[WORK TO BE COMPLETED]: Repeat exactly the lines that run from the one containing "A point marks every instance of the reflection of grass" to the end of the data, and leave out all others.

(Dataset rows on where objects appear)
■ ■ ■ ■

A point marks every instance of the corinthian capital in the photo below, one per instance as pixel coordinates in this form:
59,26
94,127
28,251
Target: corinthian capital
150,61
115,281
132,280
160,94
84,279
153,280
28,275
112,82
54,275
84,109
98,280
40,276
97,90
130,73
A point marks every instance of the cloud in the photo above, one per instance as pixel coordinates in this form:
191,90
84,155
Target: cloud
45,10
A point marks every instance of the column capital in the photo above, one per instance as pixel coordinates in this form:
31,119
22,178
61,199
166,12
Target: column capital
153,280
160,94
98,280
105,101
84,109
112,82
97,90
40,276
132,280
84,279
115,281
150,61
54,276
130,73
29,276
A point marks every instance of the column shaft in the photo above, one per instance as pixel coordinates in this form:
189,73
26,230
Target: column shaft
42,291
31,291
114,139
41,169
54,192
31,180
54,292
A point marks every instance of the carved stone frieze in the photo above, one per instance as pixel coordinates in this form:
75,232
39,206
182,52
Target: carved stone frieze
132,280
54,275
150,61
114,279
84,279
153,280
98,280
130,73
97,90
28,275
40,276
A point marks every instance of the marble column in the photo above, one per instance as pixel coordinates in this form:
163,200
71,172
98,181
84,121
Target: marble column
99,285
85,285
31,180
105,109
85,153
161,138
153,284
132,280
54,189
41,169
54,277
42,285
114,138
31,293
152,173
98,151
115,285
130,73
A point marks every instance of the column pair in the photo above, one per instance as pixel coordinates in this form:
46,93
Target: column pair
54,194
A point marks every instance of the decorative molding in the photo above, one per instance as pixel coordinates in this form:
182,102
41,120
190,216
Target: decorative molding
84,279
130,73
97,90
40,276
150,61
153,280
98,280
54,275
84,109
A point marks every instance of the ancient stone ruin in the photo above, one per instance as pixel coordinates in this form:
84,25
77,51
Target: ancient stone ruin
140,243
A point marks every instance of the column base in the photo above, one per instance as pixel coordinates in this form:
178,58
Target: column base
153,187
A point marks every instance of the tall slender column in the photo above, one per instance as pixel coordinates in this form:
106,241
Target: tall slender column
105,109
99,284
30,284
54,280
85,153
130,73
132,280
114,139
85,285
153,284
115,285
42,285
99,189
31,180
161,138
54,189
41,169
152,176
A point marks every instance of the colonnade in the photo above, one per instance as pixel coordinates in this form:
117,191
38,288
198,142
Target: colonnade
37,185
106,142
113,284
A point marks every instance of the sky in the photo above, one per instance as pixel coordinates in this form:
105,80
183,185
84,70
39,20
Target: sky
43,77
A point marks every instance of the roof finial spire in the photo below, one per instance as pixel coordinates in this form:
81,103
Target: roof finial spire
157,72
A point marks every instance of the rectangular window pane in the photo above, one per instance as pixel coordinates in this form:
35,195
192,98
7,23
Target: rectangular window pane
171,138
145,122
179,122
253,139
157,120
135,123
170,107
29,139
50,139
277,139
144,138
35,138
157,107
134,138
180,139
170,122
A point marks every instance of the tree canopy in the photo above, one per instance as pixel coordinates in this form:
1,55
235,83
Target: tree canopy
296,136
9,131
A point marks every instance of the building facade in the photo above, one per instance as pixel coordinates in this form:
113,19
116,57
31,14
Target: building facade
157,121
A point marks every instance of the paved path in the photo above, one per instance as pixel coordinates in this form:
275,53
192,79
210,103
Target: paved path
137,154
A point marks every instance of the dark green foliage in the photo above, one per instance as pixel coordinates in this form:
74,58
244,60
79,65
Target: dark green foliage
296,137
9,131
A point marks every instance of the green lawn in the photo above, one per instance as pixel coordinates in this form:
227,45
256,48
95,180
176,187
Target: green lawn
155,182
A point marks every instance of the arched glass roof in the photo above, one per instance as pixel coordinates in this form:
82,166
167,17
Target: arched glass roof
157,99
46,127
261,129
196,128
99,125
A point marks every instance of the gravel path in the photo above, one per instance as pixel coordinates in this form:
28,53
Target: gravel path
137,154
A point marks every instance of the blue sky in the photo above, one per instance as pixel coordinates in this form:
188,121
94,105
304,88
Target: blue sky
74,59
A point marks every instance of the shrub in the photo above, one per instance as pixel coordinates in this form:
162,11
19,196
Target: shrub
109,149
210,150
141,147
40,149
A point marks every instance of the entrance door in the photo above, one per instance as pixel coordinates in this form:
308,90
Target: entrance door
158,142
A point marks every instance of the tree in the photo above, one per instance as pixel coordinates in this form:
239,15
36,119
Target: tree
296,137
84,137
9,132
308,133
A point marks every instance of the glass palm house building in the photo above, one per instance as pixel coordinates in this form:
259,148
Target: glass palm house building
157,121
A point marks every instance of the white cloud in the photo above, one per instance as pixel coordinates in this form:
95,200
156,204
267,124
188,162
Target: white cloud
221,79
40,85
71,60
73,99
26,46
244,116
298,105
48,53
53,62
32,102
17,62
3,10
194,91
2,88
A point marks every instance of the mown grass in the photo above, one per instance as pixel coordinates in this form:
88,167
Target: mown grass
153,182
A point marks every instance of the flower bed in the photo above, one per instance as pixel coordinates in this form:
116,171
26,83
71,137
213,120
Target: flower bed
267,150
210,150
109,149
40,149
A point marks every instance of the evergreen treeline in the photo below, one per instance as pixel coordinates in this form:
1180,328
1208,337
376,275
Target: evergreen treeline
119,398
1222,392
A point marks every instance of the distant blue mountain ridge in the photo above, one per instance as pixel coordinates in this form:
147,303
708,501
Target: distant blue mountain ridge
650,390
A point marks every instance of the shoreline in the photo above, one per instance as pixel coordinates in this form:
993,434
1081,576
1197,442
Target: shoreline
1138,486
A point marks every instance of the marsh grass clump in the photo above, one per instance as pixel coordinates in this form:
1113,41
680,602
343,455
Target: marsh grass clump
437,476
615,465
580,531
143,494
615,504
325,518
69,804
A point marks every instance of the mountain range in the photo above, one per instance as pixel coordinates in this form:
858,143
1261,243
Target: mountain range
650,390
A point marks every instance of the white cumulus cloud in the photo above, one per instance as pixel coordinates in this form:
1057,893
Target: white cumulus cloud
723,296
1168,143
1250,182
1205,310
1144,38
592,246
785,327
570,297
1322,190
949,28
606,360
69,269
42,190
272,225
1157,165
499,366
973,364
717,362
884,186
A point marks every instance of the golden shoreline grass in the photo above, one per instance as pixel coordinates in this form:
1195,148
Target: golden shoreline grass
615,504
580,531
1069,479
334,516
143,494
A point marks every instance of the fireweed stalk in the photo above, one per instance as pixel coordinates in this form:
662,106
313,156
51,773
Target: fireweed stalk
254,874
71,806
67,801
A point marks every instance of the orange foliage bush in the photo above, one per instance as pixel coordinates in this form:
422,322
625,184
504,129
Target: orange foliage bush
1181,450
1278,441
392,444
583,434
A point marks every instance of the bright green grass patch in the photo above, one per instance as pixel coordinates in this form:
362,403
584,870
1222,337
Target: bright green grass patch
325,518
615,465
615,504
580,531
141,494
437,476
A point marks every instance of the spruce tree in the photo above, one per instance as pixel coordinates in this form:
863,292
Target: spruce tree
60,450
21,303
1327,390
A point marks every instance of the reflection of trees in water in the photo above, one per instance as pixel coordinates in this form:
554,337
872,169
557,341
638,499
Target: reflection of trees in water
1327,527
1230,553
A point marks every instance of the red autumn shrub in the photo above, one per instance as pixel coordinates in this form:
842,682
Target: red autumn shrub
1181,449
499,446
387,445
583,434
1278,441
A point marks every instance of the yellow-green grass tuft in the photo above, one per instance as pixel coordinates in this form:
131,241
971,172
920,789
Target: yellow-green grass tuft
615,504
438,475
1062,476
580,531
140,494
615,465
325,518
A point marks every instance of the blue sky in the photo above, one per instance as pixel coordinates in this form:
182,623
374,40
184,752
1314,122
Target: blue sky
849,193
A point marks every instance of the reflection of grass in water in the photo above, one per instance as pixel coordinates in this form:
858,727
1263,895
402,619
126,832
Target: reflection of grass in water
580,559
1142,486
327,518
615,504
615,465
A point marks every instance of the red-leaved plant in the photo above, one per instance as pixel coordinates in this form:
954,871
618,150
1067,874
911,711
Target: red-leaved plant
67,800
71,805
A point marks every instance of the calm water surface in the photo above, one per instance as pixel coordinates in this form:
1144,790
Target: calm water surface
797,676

■ ■ ■ ■

[FINISHED ANSWER]:
A point marks every instance of the reflection of grass in water in the photo above, one per instance as pixel coordinates in this form:
858,727
1263,895
402,619
126,832
Target: reflection of grass in water
580,559
1142,486
327,518
615,504
615,465
A point marks every instance of the red-leaved plant in the photo above, one per instance as pixel coordinates in this form:
954,871
618,150
1067,874
911,711
Target: red-leaved plant
67,800
71,805
A point marks every instance of the calm water surface in the photo above, one per instance as pixel coordinates in this form:
1144,790
Target: calm water surface
797,676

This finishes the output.